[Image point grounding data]

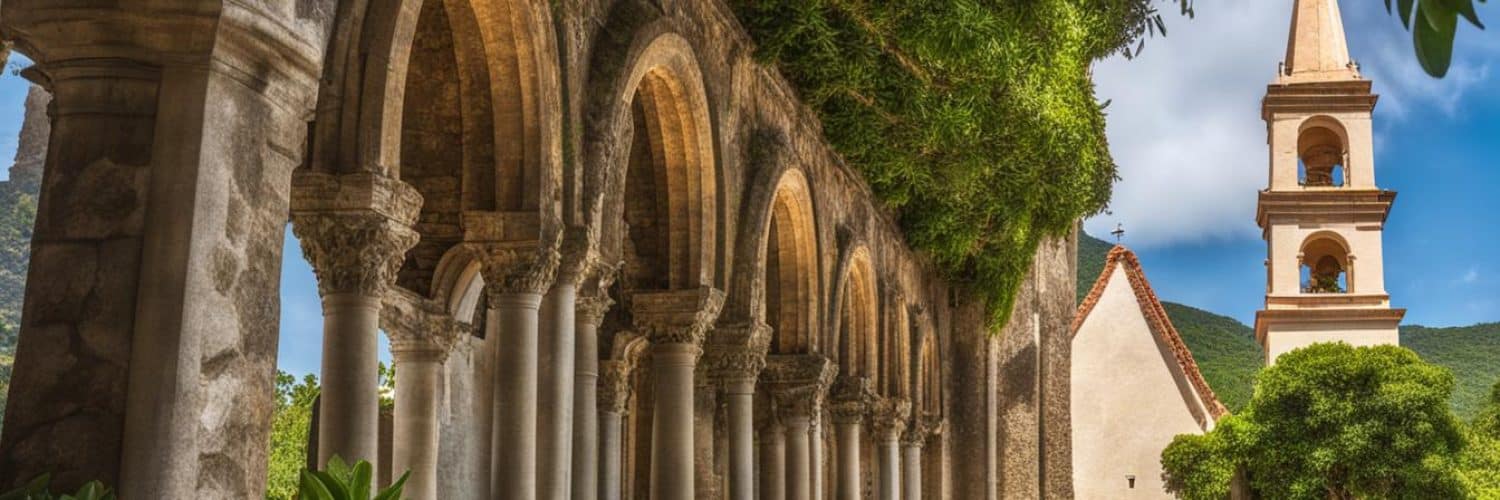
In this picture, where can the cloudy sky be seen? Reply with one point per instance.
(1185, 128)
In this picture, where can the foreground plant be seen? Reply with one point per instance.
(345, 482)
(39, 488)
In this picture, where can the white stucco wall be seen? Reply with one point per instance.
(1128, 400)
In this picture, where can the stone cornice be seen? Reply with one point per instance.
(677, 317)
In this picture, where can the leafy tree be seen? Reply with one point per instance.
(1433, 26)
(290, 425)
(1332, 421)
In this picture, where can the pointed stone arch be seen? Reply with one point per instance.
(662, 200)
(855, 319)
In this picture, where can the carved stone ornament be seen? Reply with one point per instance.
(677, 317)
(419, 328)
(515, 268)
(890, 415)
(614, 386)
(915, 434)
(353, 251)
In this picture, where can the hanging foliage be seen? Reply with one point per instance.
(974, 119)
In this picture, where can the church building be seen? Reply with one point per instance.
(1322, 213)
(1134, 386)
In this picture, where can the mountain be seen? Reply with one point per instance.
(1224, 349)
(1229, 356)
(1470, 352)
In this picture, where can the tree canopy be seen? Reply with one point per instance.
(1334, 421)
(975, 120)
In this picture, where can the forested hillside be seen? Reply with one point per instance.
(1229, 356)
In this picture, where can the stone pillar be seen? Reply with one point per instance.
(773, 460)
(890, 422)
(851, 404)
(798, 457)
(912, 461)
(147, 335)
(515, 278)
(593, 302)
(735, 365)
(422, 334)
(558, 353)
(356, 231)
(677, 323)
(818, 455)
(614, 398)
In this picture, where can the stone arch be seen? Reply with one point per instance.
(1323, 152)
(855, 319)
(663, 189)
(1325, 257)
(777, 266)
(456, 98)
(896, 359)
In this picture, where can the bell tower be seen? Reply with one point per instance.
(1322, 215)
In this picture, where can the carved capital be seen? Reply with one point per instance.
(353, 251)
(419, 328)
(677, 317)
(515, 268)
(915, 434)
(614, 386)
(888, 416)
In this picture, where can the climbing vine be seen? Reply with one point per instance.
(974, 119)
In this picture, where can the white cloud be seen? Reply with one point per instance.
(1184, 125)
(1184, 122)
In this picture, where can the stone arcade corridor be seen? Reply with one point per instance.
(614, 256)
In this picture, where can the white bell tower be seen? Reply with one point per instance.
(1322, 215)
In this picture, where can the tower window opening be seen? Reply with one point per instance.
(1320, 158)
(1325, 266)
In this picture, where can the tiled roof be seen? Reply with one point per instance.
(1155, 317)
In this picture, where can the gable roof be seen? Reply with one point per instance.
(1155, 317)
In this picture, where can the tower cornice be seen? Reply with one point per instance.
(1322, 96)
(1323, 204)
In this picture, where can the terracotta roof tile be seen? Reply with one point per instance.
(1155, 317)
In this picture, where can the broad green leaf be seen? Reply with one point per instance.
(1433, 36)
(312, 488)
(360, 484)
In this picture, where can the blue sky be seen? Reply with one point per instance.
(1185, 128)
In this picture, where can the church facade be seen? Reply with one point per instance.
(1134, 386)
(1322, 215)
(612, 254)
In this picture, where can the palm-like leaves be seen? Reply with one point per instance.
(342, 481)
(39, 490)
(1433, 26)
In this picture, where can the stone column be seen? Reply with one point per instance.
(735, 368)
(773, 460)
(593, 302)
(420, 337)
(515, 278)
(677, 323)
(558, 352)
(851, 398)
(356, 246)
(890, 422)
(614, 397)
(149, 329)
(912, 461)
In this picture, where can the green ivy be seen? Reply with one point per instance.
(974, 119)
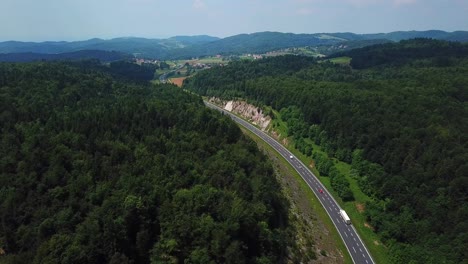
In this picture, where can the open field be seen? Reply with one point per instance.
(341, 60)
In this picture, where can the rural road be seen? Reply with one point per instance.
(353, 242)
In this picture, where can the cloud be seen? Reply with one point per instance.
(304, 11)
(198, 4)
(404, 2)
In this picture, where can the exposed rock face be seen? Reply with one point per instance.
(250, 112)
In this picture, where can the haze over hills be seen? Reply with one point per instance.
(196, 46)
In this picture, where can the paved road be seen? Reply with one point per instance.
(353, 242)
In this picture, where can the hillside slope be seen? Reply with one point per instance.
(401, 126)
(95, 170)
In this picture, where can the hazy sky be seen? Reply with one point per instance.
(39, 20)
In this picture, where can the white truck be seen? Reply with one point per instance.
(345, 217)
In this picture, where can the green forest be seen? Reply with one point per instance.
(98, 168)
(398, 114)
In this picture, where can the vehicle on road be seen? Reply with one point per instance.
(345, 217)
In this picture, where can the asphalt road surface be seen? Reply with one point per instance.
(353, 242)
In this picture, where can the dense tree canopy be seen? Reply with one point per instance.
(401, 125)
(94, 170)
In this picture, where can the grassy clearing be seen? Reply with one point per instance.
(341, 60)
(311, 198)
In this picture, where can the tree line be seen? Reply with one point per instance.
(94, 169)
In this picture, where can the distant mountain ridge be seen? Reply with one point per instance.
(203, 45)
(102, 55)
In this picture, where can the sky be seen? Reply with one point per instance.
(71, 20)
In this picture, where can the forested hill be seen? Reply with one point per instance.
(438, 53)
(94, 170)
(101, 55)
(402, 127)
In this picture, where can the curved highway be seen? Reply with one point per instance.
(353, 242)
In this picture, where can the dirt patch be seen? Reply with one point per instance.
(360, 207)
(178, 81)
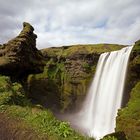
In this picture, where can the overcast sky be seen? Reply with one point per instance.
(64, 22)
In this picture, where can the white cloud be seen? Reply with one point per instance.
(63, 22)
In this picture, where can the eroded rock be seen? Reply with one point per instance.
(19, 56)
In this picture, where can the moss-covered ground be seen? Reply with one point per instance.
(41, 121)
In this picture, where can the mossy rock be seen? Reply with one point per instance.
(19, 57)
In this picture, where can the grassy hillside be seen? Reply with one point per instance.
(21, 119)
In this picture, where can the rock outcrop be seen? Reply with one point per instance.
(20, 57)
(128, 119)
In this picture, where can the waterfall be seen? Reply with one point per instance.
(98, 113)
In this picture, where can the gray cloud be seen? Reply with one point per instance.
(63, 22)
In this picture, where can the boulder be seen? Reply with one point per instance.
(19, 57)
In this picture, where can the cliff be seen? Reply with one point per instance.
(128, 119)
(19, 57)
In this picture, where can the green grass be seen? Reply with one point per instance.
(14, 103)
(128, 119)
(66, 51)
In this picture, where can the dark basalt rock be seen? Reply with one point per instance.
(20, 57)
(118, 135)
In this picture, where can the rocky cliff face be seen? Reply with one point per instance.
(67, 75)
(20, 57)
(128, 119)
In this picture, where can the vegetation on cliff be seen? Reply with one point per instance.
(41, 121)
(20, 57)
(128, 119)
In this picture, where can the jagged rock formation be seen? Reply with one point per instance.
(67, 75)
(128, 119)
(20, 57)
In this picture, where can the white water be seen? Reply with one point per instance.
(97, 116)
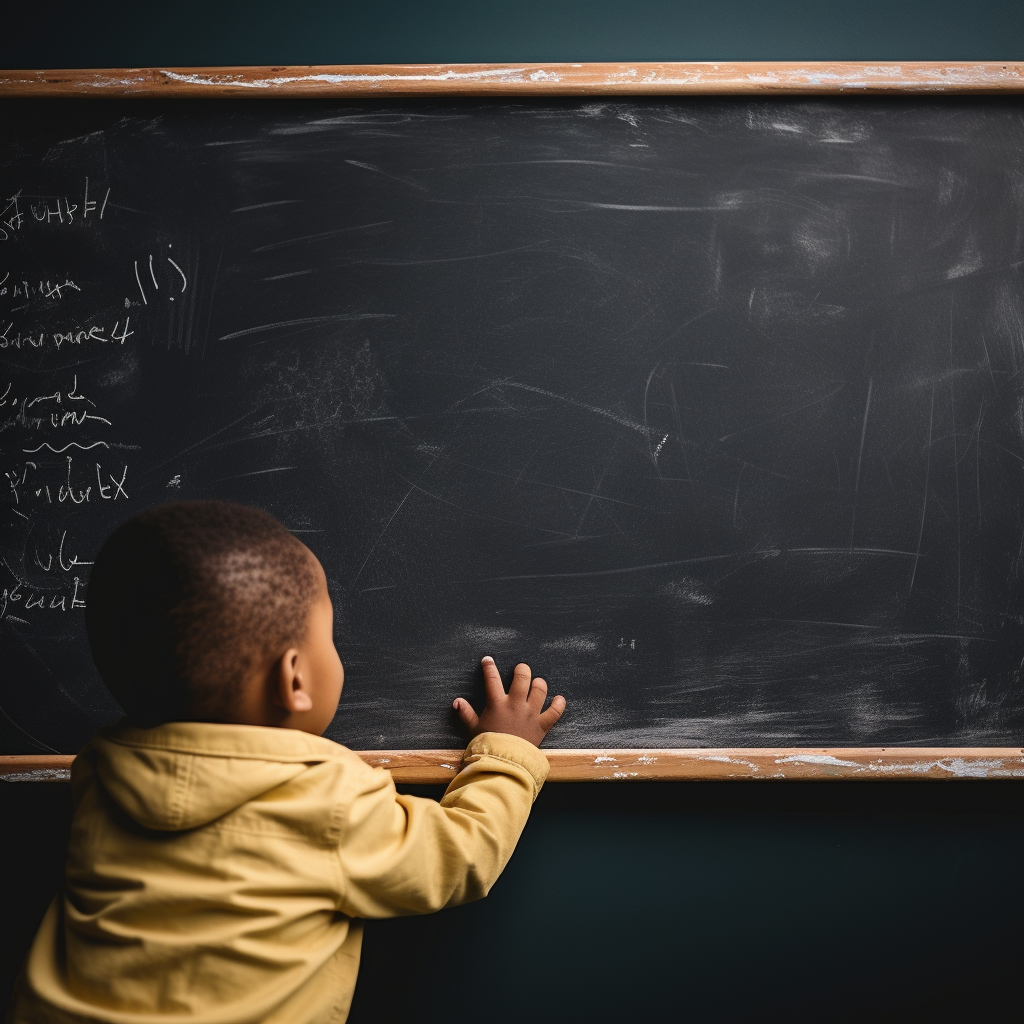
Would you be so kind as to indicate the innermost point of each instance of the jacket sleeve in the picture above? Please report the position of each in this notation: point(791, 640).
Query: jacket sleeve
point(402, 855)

YOUR GOAL: Would you transcribe all of the data exactly, apart from its pictures?

ANSWER FOR THE TASK:
In this picture, where can the cloudy sky be seen? Reply with one point per instance.
(1185, 128)
In this picture, where can the foreground plant be seen? Reply with one point per instance.
(345, 482)
(39, 488)
In this picture, where can the white stucco wall be seen? Reply with one point per instance.
(1128, 400)
In this picture, where can the stone cornice be seen? Reply with one point per instance.
(677, 317)
In this picture, where can the leafy tree be seen? Reply with one point per instance.
(1433, 26)
(290, 425)
(1332, 421)
In this picture, where can the pointed stone arch be seen? Reply with one point per instance.
(662, 200)
(855, 319)
In this picture, where can the carved stone ornament be seen? Reply with one point per instance.
(677, 317)
(419, 328)
(515, 268)
(890, 415)
(614, 386)
(915, 434)
(353, 251)
In this picture, where can the hanging foliage be seen? Reply with one point per instance.
(974, 119)
In this picture, where can the church building be seen? Reply with one point per instance.
(1322, 213)
(1134, 386)
In this picture, where can the mountain be seen? Reply with one point per instance.
(1224, 349)
(1229, 356)
(1470, 352)
In this picture, where can the tree canopy be seen? Reply with one point per instance.
(1334, 421)
(975, 120)
In this picture, where can the forested hillside be seen? Reply with one point per instance.
(1229, 356)
In this picture, where can the stone pillar be seen? Reply with one point per instance.
(773, 460)
(890, 422)
(851, 404)
(798, 457)
(912, 461)
(147, 335)
(515, 278)
(593, 302)
(735, 365)
(422, 334)
(558, 353)
(356, 231)
(677, 323)
(818, 455)
(614, 398)
In this picture, where can the stone arch be seen? Reply with one point per instance.
(1323, 152)
(855, 319)
(663, 189)
(1325, 257)
(777, 266)
(456, 98)
(896, 359)
In this picture, where can the bell tower be seen? Reply with one point per instance.
(1322, 215)
In this picture, where can the carved capital be seen? Reply with one point per instance.
(353, 251)
(419, 328)
(677, 317)
(515, 268)
(915, 434)
(614, 386)
(888, 416)
In this picture, where can the climbing vine be seen? Reply with one point per instance.
(974, 119)
In this picture, where can the white cloud be seen? Reply with one point per instance.
(1184, 125)
(1184, 122)
In this picture, where can the stone arcade corridor be seen? Reply with one point per instance.
(614, 256)
In this picture, where can the white bell tower be seen? Reply with one point per instance.
(1322, 215)
In this picture, where can the tower window opening be seen? Reply with one point per instance.
(1320, 158)
(1325, 266)
In this picture, where can the tiled roof be seen? Reply with one point per instance.
(1155, 317)
In this picture, where can the gable roof be seen? Reply with one point per instance.
(1155, 317)
In this picture, where can the tower cornice be seen? Reply with one point per instance.
(1322, 96)
(1323, 204)
In this picture, where can the terracotta roof tile be seen? Reply with one point per instance.
(1155, 317)
In this picture, where can the broad green leaf be seen? Reply with one point per instance.
(1433, 36)
(312, 488)
(360, 484)
In this picture, where can the blue sky be seen? Reply with one point per instance.
(1185, 128)
In this picture, where can the church facade be seen? Reply with one point per instance.
(1134, 386)
(1322, 215)
(612, 254)
In this picture, where can the palm-like leaves be seen? Reply with one point per instance.
(342, 481)
(39, 490)
(1433, 26)
In this picture, where can the stone column be seen? Reply with one point per instance.
(735, 368)
(773, 460)
(593, 302)
(420, 337)
(515, 278)
(677, 323)
(558, 352)
(851, 398)
(356, 246)
(890, 422)
(614, 397)
(149, 329)
(912, 461)
In this picture, where can the green ivy be seen? Reply with one point per instance.
(974, 119)
In this picture, where can the open field be seen? Reply with one point per instance.
(341, 60)
In this picture, where can the rural road be seen? Reply with one point per instance.
(353, 242)
In this picture, where can the cloud be seen? Reply with one point per instance.
(304, 11)
(198, 4)
(404, 2)
In this picture, where can the exposed rock face be seen? Reply with one point per instance.
(250, 112)
In this picture, where can the haze over hills be seen? Reply with one point per instance.
(196, 46)
In this picture, where can the paved road be seen? Reply with one point per instance.
(353, 242)
In this picture, where can the hillside slope be seen? Reply with one point per instance.
(401, 126)
(95, 170)
In this picture, where can the hazy sky be seen? Reply with one point per instance.
(39, 20)
In this picture, where can the white truck be seen? Reply with one point per instance.
(345, 217)
In this picture, where can the green forest be seen? Reply with one point per instance.
(98, 168)
(398, 114)
In this picture, where can the vehicle on road be seen? Reply with one point per instance.
(345, 217)
In this picture, where can the asphalt road surface be seen? Reply with one point per instance.
(353, 242)
In this picture, where can the dense tree canopy be seen? Reply with one point per instance.
(401, 125)
(94, 170)
In this picture, where can the grassy clearing be seen? Reply with one point per instance.
(341, 60)
(311, 198)
In this picture, where can the tree line be seen? Reply with one point per instance.
(94, 169)
In this picture, where can the distant mountain ridge be seen? Reply with one point per instance.
(203, 45)
(102, 55)
In this picture, where can the sky be seen? Reply with one point per instance.
(71, 20)
In this picture, where can the forested hill be seen? Reply with one point per instance.
(438, 53)
(94, 170)
(101, 55)
(402, 127)
In this picture, where can the curved highway be seen? Reply with one point per instance.
(353, 242)
In this picture, where can the dirt patch be seen? Reply with one point per instance.
(360, 207)
(178, 81)
In this picture, where can the overcast sky be seen? Reply with one point per instance.
(64, 22)
In this picture, where can the white cloud be seen? Reply with one point per instance.
(63, 22)
In this picture, where can the eroded rock be seen? Reply with one point per instance.
(19, 56)
In this picture, where can the moss-covered ground be seen? Reply with one point per instance.
(41, 121)
In this picture, where can the mossy rock be seen? Reply with one point per instance.
(19, 57)
In this picture, where can the grassy hillside be seen? Reply with one point per instance.
(21, 119)
In this picture, where can the rock outcrop be seen? Reply with one point per instance.
(20, 57)
(128, 119)
In this picture, where can the waterfall be seen? Reply with one point per instance.
(98, 113)
In this picture, where can the gray cloud be seen? Reply with one point per instance.
(63, 22)
In this picture, where can the boulder be seen? Reply with one point per instance.
(19, 57)
In this picture, where can the cliff be seen? Reply with one point per instance.
(128, 119)
(19, 57)
In this picture, where can the green grass be seen? Reply with one point per instance.
(14, 103)
(128, 119)
(66, 51)
In this picture, where can the dark basalt rock be seen? Reply with one point per instance.
(20, 57)
(118, 135)
In this picture, where can the rocky cliff face be seen? Reply with one point per instance.
(67, 75)
(20, 57)
(128, 119)
In this picture, where can the vegetation on cliff be seen? Reply with one point per instance.
(41, 121)
(20, 57)
(128, 119)
In this picture, where can the jagged rock formation be seen? Reply with one point per instance.
(67, 75)
(128, 119)
(20, 57)
In this picture, where can the white water be seen? Reply with one point per instance.
(97, 116)
Would you be so kind as to indicate the innermost point of each instance of the jacket sleeve in the picture above? Please report the position of each in this notation: point(791, 640).
Query: jacket sleeve
point(402, 855)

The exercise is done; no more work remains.